If you recruit in a ‘Candidate Driven’ market, it’s time to rethink you advertising strategy!

Candidate driven market is a phrase one hears from the recruiters when their usual sourcing channels dry up. It is happening now in most countries with the job sites. People expect a bit more from a web site but just a directory listing that a job sites mostly are. In the recruitment agency dominated markets like UK and Ireland, it really isn’t that exciting looking at the job descriptions that do their best to hide who the employer is, where exactly the job is, what is the salary offered, and anything else that could actually make the job advertisement attractive to the potential job seeker?
 
 
Candidate Driven jobs market
 
 
No applications on your jobs advertised on job sites and your own site is a reflection of the different expectations of the visitor of any site on the web today. Why on earth do you think anyone would like a web page with a sterile job description and click the ‘I Like’ button? Why would anyone share it to his friends? “Maybe I know someone?”. Well whoever I know I would never send to a vanilla job spec without any real info about the job or a company itself.

 
 
No application to your jobs advertised does not mean that there are no candidates around. Even dressing the issue nicely into the lovely phrase ‘Candidate Driven Market’, doesn’t help the fact that your attraction, advertising & sourcing technique is not working.

Data supplied:
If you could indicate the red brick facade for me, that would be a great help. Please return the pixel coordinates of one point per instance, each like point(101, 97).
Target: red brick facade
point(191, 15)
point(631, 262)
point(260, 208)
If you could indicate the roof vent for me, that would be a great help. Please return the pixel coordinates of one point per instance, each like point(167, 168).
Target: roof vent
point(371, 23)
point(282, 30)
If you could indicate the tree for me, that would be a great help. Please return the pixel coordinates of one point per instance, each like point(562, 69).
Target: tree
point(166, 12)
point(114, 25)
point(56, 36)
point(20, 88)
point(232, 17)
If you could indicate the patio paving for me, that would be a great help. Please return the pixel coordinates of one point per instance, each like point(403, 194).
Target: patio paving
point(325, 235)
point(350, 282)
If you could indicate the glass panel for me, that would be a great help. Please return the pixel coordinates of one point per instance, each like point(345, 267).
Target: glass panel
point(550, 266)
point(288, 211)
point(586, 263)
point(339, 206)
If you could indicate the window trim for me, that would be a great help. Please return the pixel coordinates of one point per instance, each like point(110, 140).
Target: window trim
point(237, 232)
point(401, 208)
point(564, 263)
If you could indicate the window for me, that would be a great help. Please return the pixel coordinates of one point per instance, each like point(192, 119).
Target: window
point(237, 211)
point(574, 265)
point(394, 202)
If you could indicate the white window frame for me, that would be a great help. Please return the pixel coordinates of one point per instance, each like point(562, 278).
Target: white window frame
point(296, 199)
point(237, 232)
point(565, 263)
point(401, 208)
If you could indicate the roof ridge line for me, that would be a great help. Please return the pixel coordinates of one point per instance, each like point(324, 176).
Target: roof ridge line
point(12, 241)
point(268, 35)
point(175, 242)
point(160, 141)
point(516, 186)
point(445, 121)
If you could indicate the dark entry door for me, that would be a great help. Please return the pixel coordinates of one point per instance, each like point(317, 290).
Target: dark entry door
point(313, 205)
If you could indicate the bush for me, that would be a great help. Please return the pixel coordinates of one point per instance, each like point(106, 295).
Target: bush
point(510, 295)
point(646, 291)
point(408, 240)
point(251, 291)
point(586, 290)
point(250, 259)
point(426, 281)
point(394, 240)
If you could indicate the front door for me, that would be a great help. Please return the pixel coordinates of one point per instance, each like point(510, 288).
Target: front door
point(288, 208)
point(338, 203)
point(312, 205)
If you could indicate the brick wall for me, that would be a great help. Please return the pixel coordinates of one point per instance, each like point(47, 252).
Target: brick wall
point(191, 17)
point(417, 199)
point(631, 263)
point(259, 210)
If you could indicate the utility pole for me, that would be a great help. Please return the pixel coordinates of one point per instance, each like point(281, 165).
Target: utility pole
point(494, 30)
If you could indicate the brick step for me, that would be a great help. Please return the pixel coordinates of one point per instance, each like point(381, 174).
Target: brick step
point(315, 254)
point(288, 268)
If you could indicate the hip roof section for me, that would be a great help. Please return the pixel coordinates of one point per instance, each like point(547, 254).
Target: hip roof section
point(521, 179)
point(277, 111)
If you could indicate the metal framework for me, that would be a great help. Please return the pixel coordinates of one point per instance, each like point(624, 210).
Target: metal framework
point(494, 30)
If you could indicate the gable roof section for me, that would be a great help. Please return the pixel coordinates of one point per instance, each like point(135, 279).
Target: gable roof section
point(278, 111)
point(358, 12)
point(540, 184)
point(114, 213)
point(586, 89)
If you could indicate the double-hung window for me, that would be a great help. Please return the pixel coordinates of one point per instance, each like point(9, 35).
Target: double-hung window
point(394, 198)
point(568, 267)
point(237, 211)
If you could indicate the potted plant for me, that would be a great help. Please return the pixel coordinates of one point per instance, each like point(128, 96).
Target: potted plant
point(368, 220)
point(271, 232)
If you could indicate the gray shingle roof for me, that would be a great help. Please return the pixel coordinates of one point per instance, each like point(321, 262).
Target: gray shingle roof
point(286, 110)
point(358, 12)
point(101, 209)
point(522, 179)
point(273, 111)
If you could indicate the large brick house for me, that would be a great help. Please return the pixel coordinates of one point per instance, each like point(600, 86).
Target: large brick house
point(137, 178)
...
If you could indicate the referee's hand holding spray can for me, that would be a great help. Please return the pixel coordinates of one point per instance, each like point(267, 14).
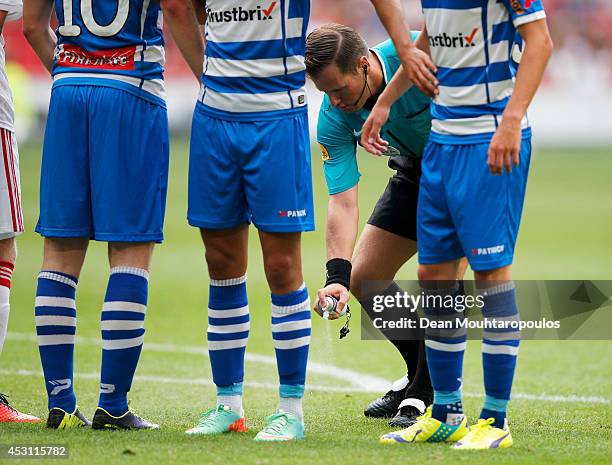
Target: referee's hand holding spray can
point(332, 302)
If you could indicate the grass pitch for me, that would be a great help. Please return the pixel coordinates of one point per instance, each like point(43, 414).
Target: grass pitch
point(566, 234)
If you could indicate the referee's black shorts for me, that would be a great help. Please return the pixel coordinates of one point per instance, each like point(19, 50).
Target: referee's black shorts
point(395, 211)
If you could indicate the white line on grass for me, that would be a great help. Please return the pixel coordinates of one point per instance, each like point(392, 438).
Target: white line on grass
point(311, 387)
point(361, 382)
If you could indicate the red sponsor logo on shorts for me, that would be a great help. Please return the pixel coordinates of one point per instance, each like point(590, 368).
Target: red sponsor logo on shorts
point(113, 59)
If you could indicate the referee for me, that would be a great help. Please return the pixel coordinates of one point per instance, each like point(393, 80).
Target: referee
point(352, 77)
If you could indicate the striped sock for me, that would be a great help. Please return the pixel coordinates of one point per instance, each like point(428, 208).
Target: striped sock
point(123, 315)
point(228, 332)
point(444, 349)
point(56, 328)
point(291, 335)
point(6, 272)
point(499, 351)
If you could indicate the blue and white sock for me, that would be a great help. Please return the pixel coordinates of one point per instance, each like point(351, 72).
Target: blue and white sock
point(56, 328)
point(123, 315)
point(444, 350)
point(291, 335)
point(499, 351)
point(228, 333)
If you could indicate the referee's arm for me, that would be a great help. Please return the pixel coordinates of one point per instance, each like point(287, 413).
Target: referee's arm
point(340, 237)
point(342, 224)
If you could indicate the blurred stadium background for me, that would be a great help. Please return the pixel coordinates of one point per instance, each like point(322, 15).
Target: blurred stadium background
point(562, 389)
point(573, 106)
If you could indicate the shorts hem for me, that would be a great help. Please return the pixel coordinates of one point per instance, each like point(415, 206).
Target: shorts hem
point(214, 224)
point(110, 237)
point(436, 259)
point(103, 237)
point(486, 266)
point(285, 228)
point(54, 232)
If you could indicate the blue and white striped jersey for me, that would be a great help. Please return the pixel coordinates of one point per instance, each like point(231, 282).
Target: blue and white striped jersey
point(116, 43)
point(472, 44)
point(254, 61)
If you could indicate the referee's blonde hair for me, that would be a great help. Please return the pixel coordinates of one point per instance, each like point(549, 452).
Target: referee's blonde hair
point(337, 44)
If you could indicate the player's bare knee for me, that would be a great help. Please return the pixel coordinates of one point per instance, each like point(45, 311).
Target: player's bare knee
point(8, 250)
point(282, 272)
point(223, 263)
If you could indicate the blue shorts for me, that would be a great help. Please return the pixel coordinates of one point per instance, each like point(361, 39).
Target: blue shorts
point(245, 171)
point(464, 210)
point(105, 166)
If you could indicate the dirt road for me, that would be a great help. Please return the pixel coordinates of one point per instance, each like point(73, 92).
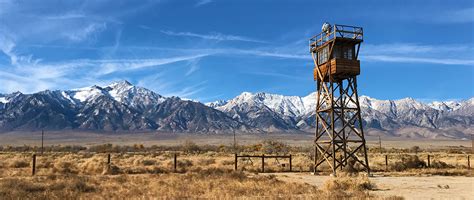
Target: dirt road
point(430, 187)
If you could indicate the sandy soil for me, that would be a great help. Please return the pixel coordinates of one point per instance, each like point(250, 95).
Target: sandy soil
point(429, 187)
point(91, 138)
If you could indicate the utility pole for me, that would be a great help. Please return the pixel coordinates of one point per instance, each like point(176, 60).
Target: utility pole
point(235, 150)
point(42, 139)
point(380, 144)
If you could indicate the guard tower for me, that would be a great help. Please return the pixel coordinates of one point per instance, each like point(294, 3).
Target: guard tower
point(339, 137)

Direction 1:
Please convert the listing, starting with the line containing "If you could indicate the red brick" and going on through the line containing "point(282, 30)", into a Markdown table with the columns Row and Line, leaving out blank lines.
Direction 2:
Continue the piece on recruiting in a candidate-driven market from the point where it stops.

Written reply 1:
| Row | Line |
|---|---|
| 1 | If you could indicate the red brick facade for me, that would be a great help. Please return the pixel coordinates of one point per instance, each like point(101, 97). |
| 2 | Target: red brick facade |
| 3 | point(191, 15) |
| 4 | point(631, 262) |
| 5 | point(260, 208) |
| 6 | If you could indicate the roof vent for me, that would be a great help. Please return the pixel coordinates of one point per instance, each like point(167, 168). |
| 7 | Target: roof vent |
| 8 | point(371, 23) |
| 9 | point(282, 30) |

Written reply 2:
 
 
Recruiter Driven jobs market
 
 
You should control your industry as much as you can. Influence, participate, network, communicate, publish, share, lead, innovate, comment, ask, answer, organise, … be active. Be seen. Be Known (Didn’t Monster use that recently as a product name?). Candidate driven jobs market is happening to the recruiters that simply do not follow the candidates. Not all candidates change their behaviour all at once. A recruiter should look at the trends. It might be more worth recruiting from the source (media) where there are less candidates if there is relatively far smaller number of recruiters.
 
 
The initial success in sourcing candidates via the social media that the early adopters have recorded is a classic sample. It is not easy to recruit on Facebook or twitter. But guess what? No one is recruiting there! Whoever you find is very unlikely to have ever spoken (gen y) to a recruiter ever!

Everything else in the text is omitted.